- **Problem to solve**: From the first line of the records down to the one that holds "like x=318, y=139.", transcribe each line exactly and add nothing.
┌────────
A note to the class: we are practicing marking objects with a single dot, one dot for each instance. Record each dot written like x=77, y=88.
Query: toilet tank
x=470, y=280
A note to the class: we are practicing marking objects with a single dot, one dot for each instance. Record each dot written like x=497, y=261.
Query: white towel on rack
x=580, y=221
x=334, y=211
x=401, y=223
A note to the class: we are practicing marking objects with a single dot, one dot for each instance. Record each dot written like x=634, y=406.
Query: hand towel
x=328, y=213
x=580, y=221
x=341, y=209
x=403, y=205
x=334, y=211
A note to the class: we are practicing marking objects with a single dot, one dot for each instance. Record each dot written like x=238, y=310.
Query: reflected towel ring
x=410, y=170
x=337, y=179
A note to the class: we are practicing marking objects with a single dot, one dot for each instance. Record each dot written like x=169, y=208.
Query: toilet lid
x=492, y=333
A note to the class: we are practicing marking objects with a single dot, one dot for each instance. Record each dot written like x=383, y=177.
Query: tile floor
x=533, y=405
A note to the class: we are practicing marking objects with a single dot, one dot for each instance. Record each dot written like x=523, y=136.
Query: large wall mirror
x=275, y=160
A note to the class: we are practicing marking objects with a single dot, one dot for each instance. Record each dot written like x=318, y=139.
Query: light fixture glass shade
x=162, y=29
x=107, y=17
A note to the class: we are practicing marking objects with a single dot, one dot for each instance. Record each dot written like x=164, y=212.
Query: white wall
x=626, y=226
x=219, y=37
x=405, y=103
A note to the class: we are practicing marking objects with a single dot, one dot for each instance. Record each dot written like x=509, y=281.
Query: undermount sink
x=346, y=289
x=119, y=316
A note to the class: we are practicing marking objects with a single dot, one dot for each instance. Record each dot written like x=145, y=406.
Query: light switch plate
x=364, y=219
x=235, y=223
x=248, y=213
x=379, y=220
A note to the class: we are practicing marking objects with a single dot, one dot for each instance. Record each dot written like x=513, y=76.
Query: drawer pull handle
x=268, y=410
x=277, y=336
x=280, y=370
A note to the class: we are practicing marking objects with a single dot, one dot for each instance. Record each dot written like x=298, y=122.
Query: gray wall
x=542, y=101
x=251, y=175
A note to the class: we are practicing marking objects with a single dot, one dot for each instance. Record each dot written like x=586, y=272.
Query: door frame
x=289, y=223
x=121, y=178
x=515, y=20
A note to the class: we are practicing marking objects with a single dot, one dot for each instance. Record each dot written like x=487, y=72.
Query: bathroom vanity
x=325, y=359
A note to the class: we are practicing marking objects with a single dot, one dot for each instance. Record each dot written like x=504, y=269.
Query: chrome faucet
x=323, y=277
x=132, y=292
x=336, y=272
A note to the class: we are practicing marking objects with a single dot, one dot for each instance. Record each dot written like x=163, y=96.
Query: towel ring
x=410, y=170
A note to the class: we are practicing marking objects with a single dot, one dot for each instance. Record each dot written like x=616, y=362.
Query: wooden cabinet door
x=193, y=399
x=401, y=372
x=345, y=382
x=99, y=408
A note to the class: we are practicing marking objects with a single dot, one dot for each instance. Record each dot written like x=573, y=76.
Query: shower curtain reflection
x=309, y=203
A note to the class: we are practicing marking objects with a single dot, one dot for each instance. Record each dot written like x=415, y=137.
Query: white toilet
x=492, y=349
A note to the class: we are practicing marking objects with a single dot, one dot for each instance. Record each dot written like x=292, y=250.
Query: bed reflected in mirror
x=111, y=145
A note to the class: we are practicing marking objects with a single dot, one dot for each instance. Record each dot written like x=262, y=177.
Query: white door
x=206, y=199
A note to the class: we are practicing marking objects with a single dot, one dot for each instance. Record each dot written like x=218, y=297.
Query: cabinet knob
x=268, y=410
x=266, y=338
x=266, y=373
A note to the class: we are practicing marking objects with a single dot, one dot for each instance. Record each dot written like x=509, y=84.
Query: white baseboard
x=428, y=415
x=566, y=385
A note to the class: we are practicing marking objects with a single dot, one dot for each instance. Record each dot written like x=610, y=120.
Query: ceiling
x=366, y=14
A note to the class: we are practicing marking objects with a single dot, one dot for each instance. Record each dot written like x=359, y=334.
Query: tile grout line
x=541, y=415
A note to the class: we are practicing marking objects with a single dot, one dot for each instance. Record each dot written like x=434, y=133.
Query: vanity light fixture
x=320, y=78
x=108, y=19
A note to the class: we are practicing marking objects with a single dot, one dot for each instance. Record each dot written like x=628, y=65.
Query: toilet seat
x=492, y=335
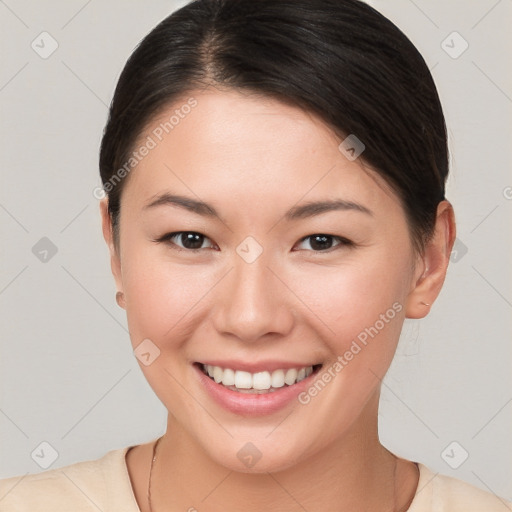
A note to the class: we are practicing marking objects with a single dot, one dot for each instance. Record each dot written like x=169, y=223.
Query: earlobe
x=115, y=260
x=427, y=286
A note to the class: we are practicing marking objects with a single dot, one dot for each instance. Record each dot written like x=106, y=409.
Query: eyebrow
x=310, y=209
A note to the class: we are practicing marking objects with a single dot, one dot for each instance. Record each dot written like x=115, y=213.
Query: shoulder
x=82, y=487
x=447, y=494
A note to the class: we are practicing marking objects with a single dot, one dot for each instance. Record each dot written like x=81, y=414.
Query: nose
x=253, y=302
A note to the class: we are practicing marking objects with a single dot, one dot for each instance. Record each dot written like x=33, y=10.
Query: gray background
x=68, y=375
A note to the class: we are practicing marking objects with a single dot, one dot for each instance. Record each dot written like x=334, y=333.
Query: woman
x=275, y=208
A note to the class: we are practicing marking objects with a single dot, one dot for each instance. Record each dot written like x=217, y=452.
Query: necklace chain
x=404, y=509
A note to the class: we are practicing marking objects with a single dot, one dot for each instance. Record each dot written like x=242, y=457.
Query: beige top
x=104, y=484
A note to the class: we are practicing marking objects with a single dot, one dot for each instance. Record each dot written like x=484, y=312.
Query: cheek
x=161, y=296
x=360, y=304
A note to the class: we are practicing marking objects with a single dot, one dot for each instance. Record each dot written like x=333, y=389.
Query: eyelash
x=343, y=242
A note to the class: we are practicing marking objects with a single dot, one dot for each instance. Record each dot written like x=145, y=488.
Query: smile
x=259, y=382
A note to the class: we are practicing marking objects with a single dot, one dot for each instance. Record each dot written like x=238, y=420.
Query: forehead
x=242, y=148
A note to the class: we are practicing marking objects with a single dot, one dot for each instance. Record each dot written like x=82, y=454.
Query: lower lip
x=248, y=404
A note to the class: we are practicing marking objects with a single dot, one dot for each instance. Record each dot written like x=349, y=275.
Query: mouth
x=257, y=383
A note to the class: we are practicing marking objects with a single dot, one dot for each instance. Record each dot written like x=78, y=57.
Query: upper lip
x=254, y=367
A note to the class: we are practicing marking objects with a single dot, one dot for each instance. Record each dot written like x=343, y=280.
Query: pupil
x=320, y=242
x=192, y=240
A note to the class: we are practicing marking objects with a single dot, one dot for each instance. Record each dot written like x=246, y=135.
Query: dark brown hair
x=339, y=59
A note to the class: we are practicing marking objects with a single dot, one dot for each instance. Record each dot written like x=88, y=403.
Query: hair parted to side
x=339, y=59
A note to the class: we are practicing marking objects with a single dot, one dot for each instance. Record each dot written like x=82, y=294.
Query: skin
x=252, y=159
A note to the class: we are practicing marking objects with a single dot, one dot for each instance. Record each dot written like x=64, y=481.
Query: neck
x=354, y=472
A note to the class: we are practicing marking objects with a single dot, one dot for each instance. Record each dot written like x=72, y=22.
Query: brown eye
x=186, y=240
x=320, y=242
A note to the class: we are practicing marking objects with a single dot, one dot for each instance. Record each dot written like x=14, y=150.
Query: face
x=259, y=282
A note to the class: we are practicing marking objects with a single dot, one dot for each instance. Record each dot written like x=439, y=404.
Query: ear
x=108, y=235
x=432, y=265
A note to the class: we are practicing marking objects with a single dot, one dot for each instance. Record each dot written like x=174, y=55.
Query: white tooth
x=291, y=376
x=228, y=379
x=278, y=379
x=261, y=380
x=243, y=380
x=217, y=373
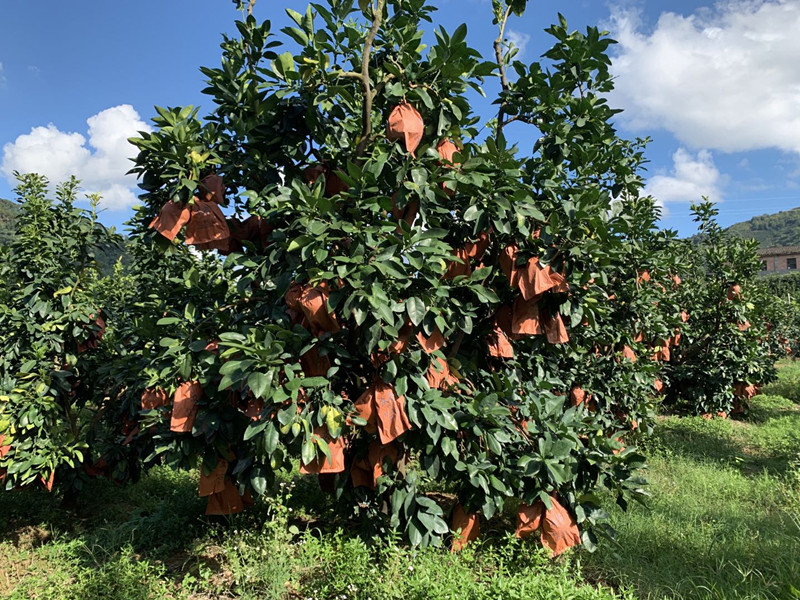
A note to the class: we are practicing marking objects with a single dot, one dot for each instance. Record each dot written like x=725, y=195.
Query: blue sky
x=716, y=85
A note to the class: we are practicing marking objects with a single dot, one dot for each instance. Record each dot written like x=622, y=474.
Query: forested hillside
x=779, y=229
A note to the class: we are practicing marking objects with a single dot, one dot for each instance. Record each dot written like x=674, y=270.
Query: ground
x=723, y=522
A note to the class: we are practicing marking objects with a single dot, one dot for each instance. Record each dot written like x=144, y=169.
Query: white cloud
x=724, y=79
x=100, y=161
x=520, y=41
x=691, y=178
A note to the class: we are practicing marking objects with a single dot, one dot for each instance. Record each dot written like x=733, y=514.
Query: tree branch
x=498, y=53
x=366, y=88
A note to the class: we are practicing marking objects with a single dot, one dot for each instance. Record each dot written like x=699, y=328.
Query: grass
x=723, y=522
x=150, y=541
x=724, y=517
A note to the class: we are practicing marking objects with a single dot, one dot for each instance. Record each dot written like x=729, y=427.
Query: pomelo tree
x=56, y=412
x=395, y=293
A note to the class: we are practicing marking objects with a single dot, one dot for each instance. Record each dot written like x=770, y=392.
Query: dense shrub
x=727, y=347
x=54, y=304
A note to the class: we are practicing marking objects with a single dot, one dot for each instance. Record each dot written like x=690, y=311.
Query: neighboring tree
x=725, y=350
x=54, y=304
x=402, y=302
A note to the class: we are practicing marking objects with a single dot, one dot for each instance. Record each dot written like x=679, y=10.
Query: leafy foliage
x=726, y=347
x=380, y=274
x=53, y=306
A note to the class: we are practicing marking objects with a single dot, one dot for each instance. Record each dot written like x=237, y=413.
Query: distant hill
x=779, y=229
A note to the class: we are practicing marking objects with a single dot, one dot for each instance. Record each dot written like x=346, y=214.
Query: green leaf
x=416, y=310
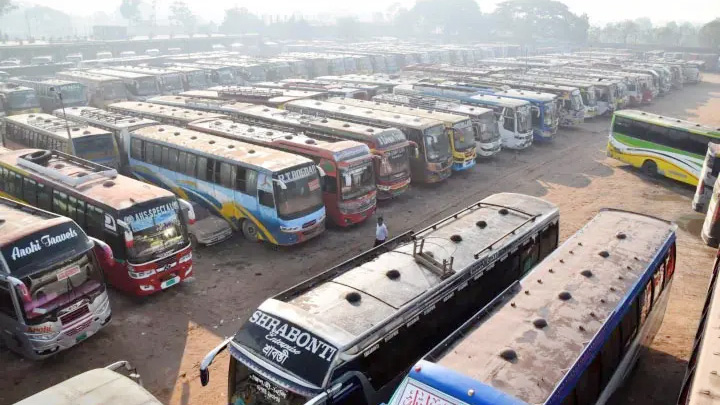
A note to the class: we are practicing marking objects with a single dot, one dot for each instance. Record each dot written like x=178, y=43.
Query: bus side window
x=6, y=302
x=60, y=203
x=44, y=198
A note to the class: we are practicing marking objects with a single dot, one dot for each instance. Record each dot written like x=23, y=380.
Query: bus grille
x=73, y=316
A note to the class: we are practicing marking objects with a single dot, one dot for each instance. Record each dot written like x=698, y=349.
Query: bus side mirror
x=207, y=361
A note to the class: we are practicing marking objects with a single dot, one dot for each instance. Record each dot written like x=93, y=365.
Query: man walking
x=380, y=232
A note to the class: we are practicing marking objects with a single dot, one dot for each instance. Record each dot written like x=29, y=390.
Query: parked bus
x=349, y=334
x=44, y=131
x=513, y=115
x=348, y=185
x=117, y=124
x=543, y=106
x=161, y=113
x=16, y=99
x=138, y=86
x=389, y=145
x=484, y=124
x=569, y=332
x=141, y=223
x=433, y=161
x=52, y=291
x=101, y=90
x=267, y=194
x=660, y=145
x=192, y=78
x=169, y=81
x=459, y=128
x=701, y=367
x=270, y=97
x=47, y=91
x=100, y=386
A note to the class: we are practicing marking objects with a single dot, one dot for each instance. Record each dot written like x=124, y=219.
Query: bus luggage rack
x=86, y=171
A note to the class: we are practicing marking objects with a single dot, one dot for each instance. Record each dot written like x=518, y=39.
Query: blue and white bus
x=543, y=105
x=569, y=332
x=269, y=195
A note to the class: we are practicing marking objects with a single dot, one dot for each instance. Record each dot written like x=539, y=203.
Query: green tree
x=709, y=34
x=533, y=20
x=181, y=15
x=239, y=20
x=130, y=10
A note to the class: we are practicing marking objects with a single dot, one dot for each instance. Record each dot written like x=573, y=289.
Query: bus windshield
x=22, y=99
x=52, y=289
x=437, y=144
x=463, y=136
x=113, y=90
x=357, y=180
x=156, y=228
x=302, y=194
x=95, y=147
x=524, y=119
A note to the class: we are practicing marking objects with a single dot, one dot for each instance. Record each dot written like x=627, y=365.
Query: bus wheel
x=649, y=168
x=250, y=231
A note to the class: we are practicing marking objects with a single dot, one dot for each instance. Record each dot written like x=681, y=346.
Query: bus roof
x=599, y=286
x=55, y=125
x=668, y=122
x=322, y=305
x=96, y=182
x=418, y=112
x=385, y=117
x=252, y=155
x=165, y=111
x=254, y=134
x=103, y=118
x=95, y=387
x=19, y=220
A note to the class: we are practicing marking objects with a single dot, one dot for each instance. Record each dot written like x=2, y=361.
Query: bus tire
x=250, y=230
x=649, y=167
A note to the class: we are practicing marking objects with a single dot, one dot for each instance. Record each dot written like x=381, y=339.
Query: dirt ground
x=166, y=336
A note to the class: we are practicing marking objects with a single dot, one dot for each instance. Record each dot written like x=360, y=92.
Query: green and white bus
x=661, y=145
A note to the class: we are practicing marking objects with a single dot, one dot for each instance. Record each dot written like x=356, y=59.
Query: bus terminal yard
x=166, y=334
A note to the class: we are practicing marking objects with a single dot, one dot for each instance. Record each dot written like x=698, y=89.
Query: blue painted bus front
x=235, y=206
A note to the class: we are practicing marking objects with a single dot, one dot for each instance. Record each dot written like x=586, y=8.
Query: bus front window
x=437, y=144
x=20, y=100
x=156, y=228
x=524, y=120
x=356, y=181
x=463, y=137
x=301, y=195
x=95, y=147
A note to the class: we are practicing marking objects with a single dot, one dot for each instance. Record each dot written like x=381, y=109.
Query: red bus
x=389, y=145
x=141, y=223
x=348, y=185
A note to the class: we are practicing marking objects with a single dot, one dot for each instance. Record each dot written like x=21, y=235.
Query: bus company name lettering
x=296, y=337
x=45, y=241
x=297, y=173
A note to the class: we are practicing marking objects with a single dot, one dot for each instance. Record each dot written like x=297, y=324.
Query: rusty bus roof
x=320, y=305
x=118, y=192
x=258, y=157
x=104, y=119
x=271, y=137
x=544, y=356
x=445, y=117
x=18, y=220
x=56, y=126
x=313, y=125
x=382, y=117
x=161, y=112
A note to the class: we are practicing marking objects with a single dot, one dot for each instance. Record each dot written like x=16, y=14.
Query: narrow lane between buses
x=167, y=335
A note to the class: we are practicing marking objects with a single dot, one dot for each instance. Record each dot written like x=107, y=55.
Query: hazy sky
x=600, y=11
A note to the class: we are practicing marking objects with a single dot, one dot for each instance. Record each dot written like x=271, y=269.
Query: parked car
x=208, y=229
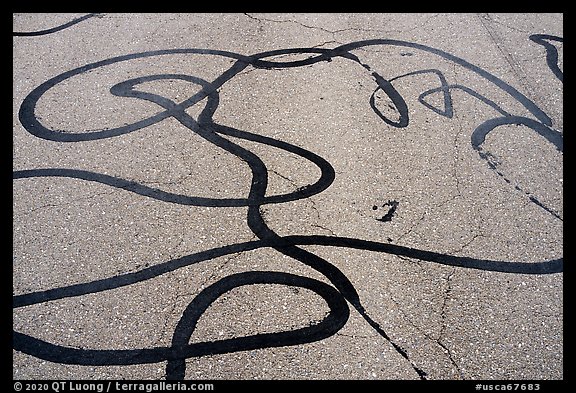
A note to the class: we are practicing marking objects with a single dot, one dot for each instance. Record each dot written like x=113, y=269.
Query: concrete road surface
x=288, y=196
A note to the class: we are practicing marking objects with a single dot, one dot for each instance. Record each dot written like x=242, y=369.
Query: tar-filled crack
x=443, y=315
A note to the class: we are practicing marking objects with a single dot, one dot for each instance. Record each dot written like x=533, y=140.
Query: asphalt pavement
x=288, y=196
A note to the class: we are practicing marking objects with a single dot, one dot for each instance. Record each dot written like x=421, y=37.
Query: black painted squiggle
x=53, y=29
x=341, y=289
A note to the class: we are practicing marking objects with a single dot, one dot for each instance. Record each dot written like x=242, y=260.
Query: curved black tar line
x=53, y=29
x=182, y=349
x=214, y=133
x=551, y=52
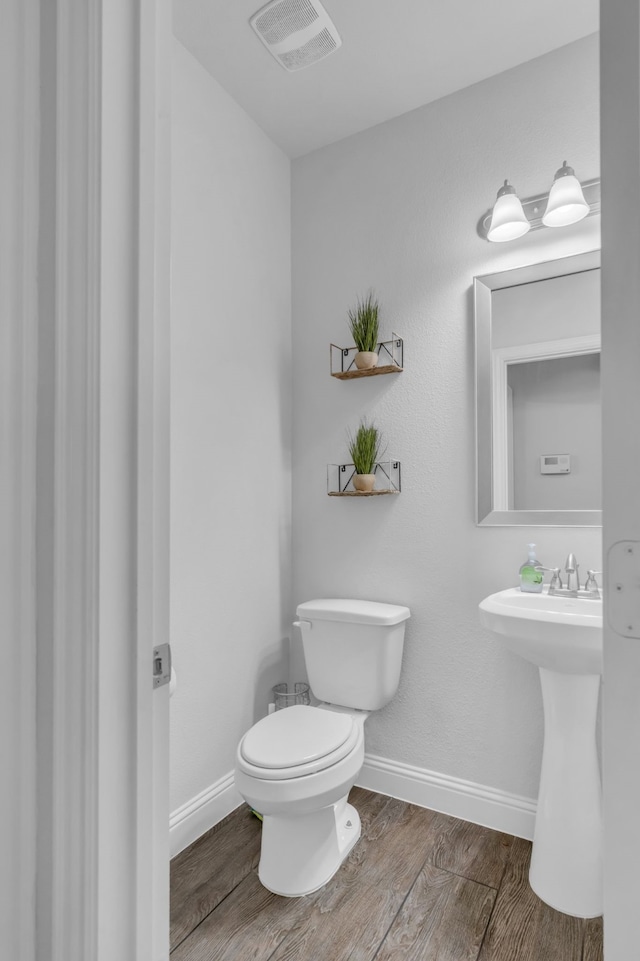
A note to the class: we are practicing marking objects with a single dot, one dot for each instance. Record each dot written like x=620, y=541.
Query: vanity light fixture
x=508, y=219
x=568, y=202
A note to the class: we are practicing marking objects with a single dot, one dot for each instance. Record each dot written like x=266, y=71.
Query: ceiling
└────────
- **Problem solution**:
A note to the class: we are practicing marking objects with a single dot, one dot for each instance. Record each dot written like x=77, y=88.
Query: toilet tank
x=470, y=280
A note to the class: we are practicing marking objects with a single dot, one dot for each instance. Record each dot written like x=497, y=261.
Query: white towel on rack
x=580, y=221
x=334, y=211
x=401, y=223
A note to the class: we are practicing marking objects with a single dot, one dot for each instance. Record each dot written like x=634, y=406.
Query: hand towel
x=328, y=213
x=580, y=221
x=341, y=209
x=403, y=205
x=334, y=211
A note to the class: we are practicing marking objects with a single dot, one dot for each instance. Record each dot written like x=238, y=310.
Query: reflected towel ring
x=410, y=170
x=337, y=179
A note to the class: we are practicing marking objects with a single dot, one dot for each instance. Record each dot written like x=169, y=208.
Query: toilet lid
x=492, y=333
A note to the class: we are practicing marking objects with a single dot, one dot for each instance. Record each dot written like x=383, y=177.
Query: tile floor
x=533, y=405
A note to the class: we are practicing marking objects with a single dot, one dot for each instance. Record each dot written like x=523, y=136.
Query: large wall mirror
x=275, y=160
A note to the class: we are practicing marking objects with a single dot, one dot for each instance. Record each dot written like x=318, y=139.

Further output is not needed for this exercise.